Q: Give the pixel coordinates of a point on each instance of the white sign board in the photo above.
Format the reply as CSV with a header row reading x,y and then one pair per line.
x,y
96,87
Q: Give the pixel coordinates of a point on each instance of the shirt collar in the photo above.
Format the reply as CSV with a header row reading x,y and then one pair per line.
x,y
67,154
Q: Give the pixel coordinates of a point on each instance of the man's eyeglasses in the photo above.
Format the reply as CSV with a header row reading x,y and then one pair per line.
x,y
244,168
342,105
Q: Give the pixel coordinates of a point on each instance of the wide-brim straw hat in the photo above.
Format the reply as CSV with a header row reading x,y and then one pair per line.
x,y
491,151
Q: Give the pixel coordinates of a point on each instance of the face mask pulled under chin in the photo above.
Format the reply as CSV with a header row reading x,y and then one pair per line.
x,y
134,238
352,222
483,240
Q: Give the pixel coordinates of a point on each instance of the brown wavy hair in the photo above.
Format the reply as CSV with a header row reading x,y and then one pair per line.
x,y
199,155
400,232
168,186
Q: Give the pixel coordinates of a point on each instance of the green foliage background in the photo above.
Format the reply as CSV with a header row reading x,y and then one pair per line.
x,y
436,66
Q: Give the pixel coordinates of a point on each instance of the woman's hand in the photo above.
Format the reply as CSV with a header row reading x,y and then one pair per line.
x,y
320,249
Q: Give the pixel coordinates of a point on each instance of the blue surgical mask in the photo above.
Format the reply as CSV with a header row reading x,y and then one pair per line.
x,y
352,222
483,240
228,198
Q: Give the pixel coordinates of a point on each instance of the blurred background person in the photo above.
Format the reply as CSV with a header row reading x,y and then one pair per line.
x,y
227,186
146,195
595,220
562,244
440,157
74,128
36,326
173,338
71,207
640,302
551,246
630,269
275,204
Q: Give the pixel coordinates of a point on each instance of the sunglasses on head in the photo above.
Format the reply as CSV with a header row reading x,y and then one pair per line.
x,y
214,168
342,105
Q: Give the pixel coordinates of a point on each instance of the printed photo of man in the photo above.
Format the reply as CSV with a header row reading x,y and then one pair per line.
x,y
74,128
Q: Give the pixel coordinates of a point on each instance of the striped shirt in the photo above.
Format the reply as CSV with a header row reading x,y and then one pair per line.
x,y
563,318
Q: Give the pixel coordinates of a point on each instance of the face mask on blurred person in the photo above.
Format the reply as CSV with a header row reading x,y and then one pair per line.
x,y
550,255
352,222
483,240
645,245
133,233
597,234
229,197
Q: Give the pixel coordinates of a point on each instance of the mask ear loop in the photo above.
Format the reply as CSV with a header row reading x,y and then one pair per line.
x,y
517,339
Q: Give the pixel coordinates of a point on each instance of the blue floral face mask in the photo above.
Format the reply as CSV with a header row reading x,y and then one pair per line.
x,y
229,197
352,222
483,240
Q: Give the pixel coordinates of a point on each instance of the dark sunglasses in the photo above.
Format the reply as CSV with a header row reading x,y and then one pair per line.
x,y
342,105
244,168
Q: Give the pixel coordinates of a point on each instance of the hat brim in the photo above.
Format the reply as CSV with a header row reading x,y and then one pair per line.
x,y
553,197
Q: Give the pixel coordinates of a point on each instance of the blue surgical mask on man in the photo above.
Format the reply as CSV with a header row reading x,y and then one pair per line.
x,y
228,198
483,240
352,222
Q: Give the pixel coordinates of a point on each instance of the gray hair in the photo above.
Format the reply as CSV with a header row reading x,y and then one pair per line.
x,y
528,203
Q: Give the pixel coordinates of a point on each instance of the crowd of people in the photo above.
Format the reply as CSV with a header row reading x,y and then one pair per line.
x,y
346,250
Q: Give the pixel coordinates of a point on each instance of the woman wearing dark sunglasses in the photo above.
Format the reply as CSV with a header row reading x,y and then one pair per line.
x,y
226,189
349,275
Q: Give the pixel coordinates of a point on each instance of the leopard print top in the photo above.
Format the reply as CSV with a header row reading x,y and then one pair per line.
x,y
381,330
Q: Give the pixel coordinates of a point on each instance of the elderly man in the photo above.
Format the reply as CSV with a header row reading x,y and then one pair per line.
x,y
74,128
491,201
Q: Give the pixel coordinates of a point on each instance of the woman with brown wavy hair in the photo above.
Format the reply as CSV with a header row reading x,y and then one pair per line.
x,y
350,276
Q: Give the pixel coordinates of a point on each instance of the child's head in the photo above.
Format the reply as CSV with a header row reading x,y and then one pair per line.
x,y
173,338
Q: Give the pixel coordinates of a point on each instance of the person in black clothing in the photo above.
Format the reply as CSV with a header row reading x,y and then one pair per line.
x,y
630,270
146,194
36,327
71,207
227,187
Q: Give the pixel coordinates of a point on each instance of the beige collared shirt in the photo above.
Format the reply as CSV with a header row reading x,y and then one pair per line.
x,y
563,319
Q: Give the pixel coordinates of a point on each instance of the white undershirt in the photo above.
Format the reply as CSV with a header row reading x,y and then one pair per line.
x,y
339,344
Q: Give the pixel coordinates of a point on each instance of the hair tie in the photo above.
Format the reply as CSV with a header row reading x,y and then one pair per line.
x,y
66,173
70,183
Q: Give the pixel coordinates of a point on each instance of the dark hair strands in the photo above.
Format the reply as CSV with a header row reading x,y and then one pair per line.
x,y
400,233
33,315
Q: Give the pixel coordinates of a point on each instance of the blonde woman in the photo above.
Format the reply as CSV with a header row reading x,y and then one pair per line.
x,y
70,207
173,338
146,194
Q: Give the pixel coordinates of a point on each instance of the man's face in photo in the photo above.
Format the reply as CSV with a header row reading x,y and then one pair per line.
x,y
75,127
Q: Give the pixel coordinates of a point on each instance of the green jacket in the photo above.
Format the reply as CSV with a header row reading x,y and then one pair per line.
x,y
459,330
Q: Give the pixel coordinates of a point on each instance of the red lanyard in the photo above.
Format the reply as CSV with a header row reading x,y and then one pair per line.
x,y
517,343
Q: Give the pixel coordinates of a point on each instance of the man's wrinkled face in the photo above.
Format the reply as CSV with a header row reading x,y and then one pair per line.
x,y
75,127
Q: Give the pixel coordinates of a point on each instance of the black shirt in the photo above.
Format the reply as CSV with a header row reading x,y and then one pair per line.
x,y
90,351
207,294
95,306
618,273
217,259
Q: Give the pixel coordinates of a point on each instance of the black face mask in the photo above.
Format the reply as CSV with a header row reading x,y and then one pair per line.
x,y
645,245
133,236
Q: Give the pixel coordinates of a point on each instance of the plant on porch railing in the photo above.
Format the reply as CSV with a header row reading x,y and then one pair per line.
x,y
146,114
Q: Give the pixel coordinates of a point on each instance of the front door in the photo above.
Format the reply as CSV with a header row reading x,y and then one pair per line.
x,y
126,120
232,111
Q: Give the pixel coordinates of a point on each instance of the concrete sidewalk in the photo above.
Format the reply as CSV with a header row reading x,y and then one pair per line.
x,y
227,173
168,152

**WHAT NEEDS TO BE DONE**: Copy, please, exactly the lines that start at the first line of the data and end at the line containing "background person in the photo above.", both kept and no others.

**REPLY**:
Q: Give the pixel coordinates of a point on each instance of the white sign board in the photo above.
Format the reply as CSV with a header row reading x,y and then one pair per line.
x,y
96,87
Q: Give the pixel coordinates of a point on each instance of the shirt collar in the photo above.
Format the reply as CSV with a header row reading x,y and then one pair per line.
x,y
67,154
Q: Give the pixel coordinates of a point on each instance of the man's eyeglasses in the photo above.
Format the reply as CSV with a header row reading x,y and then one pair per line.
x,y
244,168
342,105
Q: Give the pixel coordinates of a point on each instance of the wide-brim straw hat in the photo above.
Format the reply as CSV with a header row reading x,y and then one pair per line.
x,y
491,151
Q: Give the pixel coordinates of a point on each instance of the face mask pulled under chin in the photo above.
Format the reply as CSV with a header row reading x,y and then one pair per line.
x,y
134,238
352,222
483,240
Q: Give the pixel coordinates of a point on each instance of the brown wavy hair in the photo above.
Format the reply as CSV with a header row reading x,y and then one pair per line.
x,y
199,155
400,232
168,186
Q: Give the pixel coordinates of a point on each instance of the green foliage background in the photo above.
Format the reply as CSV with a header row reading x,y and then one pair per line.
x,y
436,66
Q: Give the pixel coordinates of a point on each instance of the woman's hand in the photo above.
Format the reply as CSV with a header row reading x,y and then one pair per line.
x,y
320,249
Q: Give the pixel coordinates of a point on each instance of the blue surgical mask in the photo above.
Format the reply as CSV with a header row reading x,y and then one pair per line.
x,y
352,222
483,240
228,198
Q: Give the pixel coordinates of a point on each instance of the blurred background person in the photo above.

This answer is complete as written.